Position identification records:

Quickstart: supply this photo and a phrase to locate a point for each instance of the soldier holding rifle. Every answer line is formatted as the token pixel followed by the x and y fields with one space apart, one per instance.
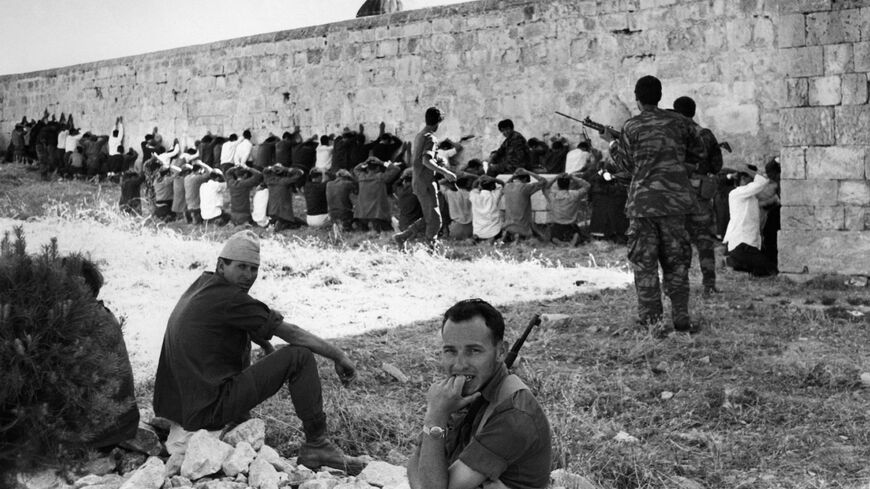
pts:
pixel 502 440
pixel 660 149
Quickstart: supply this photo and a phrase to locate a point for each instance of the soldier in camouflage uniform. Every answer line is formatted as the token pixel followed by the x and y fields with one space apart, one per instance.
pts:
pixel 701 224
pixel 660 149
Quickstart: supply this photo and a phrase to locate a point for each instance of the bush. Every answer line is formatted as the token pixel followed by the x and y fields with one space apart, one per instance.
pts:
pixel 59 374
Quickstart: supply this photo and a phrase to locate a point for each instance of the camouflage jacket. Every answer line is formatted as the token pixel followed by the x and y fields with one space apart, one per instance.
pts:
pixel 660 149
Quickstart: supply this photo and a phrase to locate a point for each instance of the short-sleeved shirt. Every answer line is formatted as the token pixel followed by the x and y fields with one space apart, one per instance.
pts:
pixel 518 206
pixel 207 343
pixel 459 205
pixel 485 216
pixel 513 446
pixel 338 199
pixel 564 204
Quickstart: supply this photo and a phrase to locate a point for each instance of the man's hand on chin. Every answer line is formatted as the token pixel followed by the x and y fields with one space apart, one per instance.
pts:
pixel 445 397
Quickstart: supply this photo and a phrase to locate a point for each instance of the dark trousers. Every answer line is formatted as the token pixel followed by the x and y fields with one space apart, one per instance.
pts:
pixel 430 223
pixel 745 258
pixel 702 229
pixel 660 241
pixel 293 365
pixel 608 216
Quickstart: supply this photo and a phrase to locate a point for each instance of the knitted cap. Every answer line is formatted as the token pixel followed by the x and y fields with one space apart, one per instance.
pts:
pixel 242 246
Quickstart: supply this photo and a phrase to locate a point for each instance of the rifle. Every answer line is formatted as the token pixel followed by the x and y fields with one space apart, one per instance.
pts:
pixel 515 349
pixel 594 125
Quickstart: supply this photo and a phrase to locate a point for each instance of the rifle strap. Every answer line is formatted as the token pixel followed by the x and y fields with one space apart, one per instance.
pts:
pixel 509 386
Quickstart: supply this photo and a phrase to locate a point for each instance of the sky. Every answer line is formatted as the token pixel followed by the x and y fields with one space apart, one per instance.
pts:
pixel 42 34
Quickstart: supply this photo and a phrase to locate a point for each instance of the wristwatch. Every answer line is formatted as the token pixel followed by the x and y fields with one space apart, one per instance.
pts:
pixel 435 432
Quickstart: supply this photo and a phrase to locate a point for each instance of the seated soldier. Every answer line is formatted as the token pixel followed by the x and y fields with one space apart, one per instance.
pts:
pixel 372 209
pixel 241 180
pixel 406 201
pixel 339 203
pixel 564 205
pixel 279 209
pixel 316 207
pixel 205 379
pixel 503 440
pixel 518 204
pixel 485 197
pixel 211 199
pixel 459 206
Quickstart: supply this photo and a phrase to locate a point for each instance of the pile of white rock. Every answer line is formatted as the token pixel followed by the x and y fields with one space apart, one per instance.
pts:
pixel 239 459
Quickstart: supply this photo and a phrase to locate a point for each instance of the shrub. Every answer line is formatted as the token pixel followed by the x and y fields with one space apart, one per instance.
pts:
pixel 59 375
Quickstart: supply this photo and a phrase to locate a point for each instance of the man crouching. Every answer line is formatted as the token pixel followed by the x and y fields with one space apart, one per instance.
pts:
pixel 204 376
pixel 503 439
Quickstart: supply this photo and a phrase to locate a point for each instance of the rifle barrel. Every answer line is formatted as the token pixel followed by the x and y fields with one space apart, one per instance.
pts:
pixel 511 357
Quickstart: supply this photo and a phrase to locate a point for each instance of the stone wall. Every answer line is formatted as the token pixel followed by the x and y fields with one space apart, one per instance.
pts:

» **EXERCISE DESCRIPTION**
Drop the images and repeat the data exactly.

» **THE REPLY**
Quickstart: supply this photo and a phrase to locate a point for each instance of the soldier holding rifle. Every answer line is formatted as the token pixel followed by the x and y fields with one space apart, one per instance.
pts:
pixel 502 440
pixel 660 149
Quickstart: supply this photo and a phrase to locate a point for each instance of the soldier in camouflage uniform. Every answer line is formatted as the token pixel followed by the x and y fields with one space apart, one per instance.
pts:
pixel 701 224
pixel 660 149
Quickstart: supply this photo and a phrase to locate a point for each instance of the bush. Every answer line is formatted as the token pixel followed by the x and y fields with one space apart, one per instance.
pts:
pixel 59 374
Quickstart: supply this photo and a phrase to locate a point for each instance of the camouflage jacket. Every answer line is formatted as the token pixel followed by the x and y fields with one space apart, one per instance.
pts:
pixel 660 149
Quickstart: supply this photo and a phrase to locate a point for each instance of the short-sleeved shirt. Every answer line is formatted as the token pixel followed by the x and y fields with one space apart, one per instance.
pts:
pixel 518 206
pixel 207 343
pixel 459 205
pixel 485 216
pixel 513 446
pixel 338 199
pixel 564 204
Quickstart: supply this photo and a phrase to locate a point for each instance of the man's hand on chin. Every answer line is formatted as the token pixel followed by the x and y fields with one space apart, one per instance.
pts:
pixel 445 397
Quickstart: supply this photo and a phrase to locate a point for each instance of the dark trousers. Every answer line is formatted as the token pixel followed by the x and y fields with one space apart, one per instance.
pts:
pixel 430 223
pixel 745 258
pixel 702 229
pixel 660 241
pixel 293 365
pixel 608 216
Quickstart: supply this photo and a phrase to locate a point for each instance of the knitted cap. Every answer line is formatted as the token pixel followed by the x and y fields with one space apart, one per instance.
pts:
pixel 242 246
Quickstart: supply this photo and a phrase to locate a point for each instance of the rifle. Every answer line is formatted as the token pixel followed by the x and y fields with one space apart, one per instance.
pts:
pixel 515 349
pixel 594 125
Quickstart: supply this photo and a phrase to locate a point for each instance of the rifle strap. Every answer line is formatted as the token pixel followed by the x and y fields with one space apart, one per instance.
pts:
pixel 509 386
Quickstart: supply this photo and a phrase to locate a point for each instance of the sky. Every answer line is formatted as the token pixel followed by the x and y fields with one space apart, one per instance.
pts:
pixel 42 34
Quickstart: supply this photo and a phrase to locate a point for each instance of the wristwatch. Every answer line is formatted as the token pixel followed by the x and y fields with one space apart, one per instance.
pts:
pixel 435 432
Quickstart: supply this photo and a phrase to locate a point for each instance of the seated soldier. Every answer line is formatted as the token pixel followed by the x and y fields with one space apart, one per instance.
pts:
pixel 372 209
pixel 241 180
pixel 406 201
pixel 339 203
pixel 564 205
pixel 279 209
pixel 316 207
pixel 205 379
pixel 503 440
pixel 518 204
pixel 485 197
pixel 211 199
pixel 459 206
Quickstart: supply this photo and a phrase to locate a point for each instance of the pile of white rock. Every answer line is formatted as the token pixel followed by the x and y fields with one space apart, one per instance.
pts:
pixel 239 459
Quickstart: supply this photo and a phrase to locate a point for each instance of the shrub. Every answer line is formatted as the token pixel followed by the x and y fields with one space apart, one per instance.
pts:
pixel 59 375
Quickstart: supply this photo and a phrase to locate a point for each instance of the man crouching. Every answer line is formatted as the token pixel followed by the x and y fields with one space apart, one per instance.
pts:
pixel 204 376
pixel 503 439
Quickstart: supply this photo and a phrase to locate a point for each instance of the rifle barrel. Every answer line is formatted as the token pixel followed by the x and y fields with one space apart, one per instance.
pts:
pixel 511 357
Quickstart: supply this photo and a phrase to locate a point for each instance of the stone wall. Every answer line is formatted as the token pixel followed by the x and y fields with one space apart, one per instance.
pts:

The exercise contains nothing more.